*TEXT PROVIDED*.

========================================

DOOM PATROLS

10.WILLIAM BURROUGHS

by Steven Shaviro


©1995-1997 Steven Shaviro

"Which came first, the intestine or the tapeworm?" In this epigram, Burroughs suggests that parasitism--corruption, plagiarism, surplus appropriation--is in fact conterminous with life itself. The tapeworm doesn't simply happen to attach itself to an intestine that was getting along perfectly well without it. Say rather that the intestine evolved in the way that it did just in order to provide the tapeworm with a comfortable or profitable milieu, an environment in which it might thrive. My intestines are on as intimate terms with their tapeworms as they are with my mouth, my asshole, and my other organs; the relationship is as 'intrinsic' and 'organic' in the one case as it is in the other. Just like the tapeworm, I live off the surplus-value extracted from what passes through my stomach and intestines. Who's the parasite, then, and who's the host? The internal organs are parasitic upon one another; the organism as a whole is parasitic upon the world. My 'innards' are really a hole going straight through my body; their contents--shit and tapeworm--remain forever outside of and apart from me, even as they exist at my very center. The tapeworm is more "me" than I am myself. My shit is my inner essence; yet I cannot assimilate it to myself, but find myself always compelled to give it away. (Hence Freud's equation of feces with money and gifts; and Artaud's sense of being robbed of his body and selfhood every time he took a shit). Interiority means intrusion and colonization. Self-identity is ultimately a symptom of parasitic invasion, the expression within me of forces originating from outside.

========================================

*GOAL OF THE EXERCISE*.
In the essay on William Burroughs, what does Freud equate feces with?

*STUDY MATERIAL*.
========================================

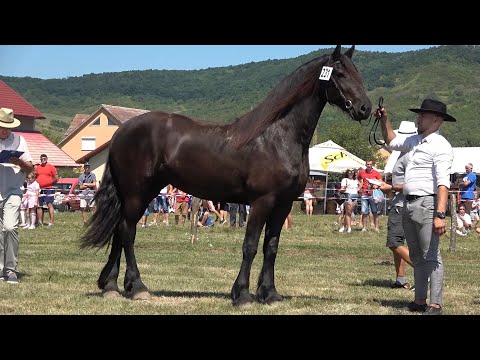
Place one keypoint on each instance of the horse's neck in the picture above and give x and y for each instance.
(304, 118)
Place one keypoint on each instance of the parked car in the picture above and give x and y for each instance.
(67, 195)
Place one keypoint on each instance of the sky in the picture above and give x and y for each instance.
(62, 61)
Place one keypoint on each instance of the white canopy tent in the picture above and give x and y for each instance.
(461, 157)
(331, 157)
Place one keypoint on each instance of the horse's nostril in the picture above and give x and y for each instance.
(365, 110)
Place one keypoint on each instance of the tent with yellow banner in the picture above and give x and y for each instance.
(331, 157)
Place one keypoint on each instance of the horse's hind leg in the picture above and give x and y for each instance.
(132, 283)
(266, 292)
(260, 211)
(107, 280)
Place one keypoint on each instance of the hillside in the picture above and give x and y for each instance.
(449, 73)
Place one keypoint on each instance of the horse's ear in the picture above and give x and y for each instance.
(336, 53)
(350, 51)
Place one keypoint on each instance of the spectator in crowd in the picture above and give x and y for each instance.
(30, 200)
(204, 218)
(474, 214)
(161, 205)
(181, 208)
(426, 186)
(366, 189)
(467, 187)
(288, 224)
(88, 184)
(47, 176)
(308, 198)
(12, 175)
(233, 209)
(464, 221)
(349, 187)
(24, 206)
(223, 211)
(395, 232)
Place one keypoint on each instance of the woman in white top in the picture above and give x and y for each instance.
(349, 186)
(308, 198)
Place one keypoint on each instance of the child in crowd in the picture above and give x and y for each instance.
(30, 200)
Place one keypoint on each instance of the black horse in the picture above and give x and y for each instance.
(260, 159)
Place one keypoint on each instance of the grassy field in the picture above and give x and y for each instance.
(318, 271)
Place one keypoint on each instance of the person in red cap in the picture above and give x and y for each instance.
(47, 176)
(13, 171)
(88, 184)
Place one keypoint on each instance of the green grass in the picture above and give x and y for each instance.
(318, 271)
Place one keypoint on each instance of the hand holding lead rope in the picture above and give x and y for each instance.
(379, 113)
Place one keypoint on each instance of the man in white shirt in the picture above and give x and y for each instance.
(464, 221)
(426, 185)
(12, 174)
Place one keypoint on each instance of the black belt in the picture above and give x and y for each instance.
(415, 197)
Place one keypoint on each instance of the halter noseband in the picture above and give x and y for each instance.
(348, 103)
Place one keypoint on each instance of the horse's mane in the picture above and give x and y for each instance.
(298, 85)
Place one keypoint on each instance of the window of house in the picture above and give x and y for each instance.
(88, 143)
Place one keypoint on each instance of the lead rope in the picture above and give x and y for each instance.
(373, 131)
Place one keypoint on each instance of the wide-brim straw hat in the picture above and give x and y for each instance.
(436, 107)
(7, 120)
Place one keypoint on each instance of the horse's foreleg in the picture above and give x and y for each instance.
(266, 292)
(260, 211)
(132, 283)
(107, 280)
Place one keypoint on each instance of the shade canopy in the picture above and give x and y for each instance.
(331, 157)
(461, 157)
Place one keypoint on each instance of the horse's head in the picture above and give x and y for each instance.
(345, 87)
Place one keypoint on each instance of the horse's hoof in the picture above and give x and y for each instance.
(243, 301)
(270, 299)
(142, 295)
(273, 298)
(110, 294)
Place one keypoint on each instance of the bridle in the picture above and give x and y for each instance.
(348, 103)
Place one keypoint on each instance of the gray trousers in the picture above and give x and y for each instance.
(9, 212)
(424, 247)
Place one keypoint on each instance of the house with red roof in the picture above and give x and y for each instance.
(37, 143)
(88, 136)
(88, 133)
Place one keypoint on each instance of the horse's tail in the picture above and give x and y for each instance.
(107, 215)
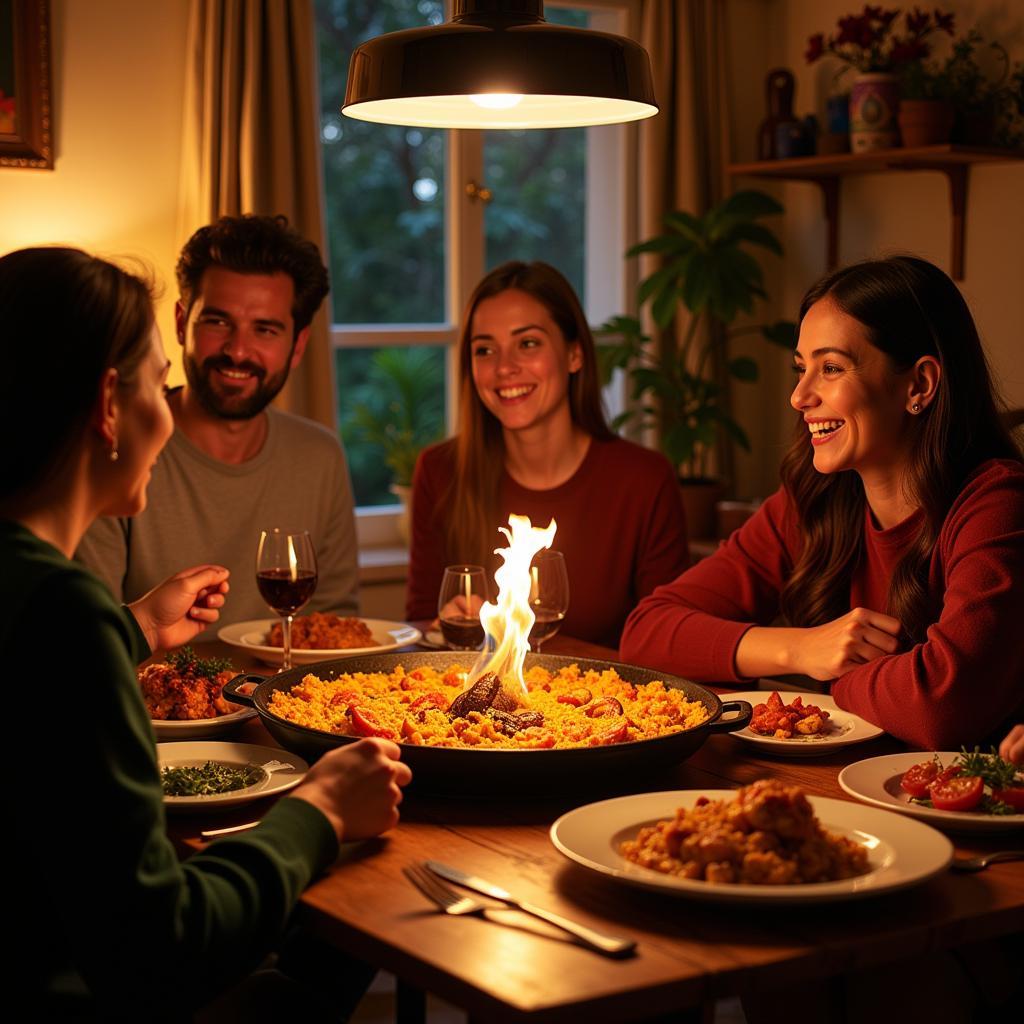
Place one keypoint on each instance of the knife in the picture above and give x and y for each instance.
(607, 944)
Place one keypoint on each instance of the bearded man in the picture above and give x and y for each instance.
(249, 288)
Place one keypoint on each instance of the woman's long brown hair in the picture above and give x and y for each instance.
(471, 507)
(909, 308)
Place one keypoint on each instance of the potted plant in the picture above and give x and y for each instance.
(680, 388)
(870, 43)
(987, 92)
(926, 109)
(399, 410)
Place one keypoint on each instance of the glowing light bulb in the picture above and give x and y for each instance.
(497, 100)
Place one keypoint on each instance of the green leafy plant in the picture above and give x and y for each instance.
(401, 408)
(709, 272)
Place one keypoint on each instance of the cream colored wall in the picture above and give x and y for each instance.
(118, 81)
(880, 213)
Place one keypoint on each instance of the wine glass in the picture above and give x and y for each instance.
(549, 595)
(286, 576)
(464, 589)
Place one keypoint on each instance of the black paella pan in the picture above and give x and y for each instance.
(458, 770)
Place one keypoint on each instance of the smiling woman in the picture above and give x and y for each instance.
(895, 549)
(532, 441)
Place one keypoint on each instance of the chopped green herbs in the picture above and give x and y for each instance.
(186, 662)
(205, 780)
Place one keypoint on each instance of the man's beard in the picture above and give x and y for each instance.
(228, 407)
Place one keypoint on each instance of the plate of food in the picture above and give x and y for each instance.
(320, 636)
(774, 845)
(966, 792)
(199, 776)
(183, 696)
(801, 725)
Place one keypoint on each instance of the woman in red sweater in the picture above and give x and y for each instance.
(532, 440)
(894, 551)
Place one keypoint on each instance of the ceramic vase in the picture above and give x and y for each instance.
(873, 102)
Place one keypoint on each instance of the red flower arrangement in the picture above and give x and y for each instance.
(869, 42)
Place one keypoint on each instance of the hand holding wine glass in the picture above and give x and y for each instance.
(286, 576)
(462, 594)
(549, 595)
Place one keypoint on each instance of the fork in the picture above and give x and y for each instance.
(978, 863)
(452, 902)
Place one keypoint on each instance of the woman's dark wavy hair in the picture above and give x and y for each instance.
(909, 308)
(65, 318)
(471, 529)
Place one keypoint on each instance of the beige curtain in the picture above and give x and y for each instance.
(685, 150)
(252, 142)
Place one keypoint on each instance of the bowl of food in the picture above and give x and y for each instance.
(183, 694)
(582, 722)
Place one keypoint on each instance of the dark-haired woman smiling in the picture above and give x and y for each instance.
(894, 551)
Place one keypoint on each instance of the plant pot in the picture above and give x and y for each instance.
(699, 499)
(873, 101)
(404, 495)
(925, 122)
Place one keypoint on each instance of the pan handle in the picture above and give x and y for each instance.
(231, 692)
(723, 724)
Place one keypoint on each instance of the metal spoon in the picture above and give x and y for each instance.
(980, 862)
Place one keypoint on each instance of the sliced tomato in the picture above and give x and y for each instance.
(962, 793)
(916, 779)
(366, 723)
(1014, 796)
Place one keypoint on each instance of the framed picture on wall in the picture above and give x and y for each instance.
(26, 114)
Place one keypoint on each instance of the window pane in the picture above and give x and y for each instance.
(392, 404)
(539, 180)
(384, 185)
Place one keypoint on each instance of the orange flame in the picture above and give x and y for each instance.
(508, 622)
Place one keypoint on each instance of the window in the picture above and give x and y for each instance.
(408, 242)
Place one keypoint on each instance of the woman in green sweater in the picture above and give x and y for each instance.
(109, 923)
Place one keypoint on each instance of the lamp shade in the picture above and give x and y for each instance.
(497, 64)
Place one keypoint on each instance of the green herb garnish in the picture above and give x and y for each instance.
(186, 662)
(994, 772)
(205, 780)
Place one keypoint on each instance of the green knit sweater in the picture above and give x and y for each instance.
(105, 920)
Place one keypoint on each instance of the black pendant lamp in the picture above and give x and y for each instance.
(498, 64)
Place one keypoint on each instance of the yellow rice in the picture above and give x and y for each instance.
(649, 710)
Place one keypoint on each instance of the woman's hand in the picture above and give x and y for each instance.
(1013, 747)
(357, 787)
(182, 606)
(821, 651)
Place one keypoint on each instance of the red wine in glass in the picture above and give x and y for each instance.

========================================

*YOUR SOLUTION*.
Money and gifts.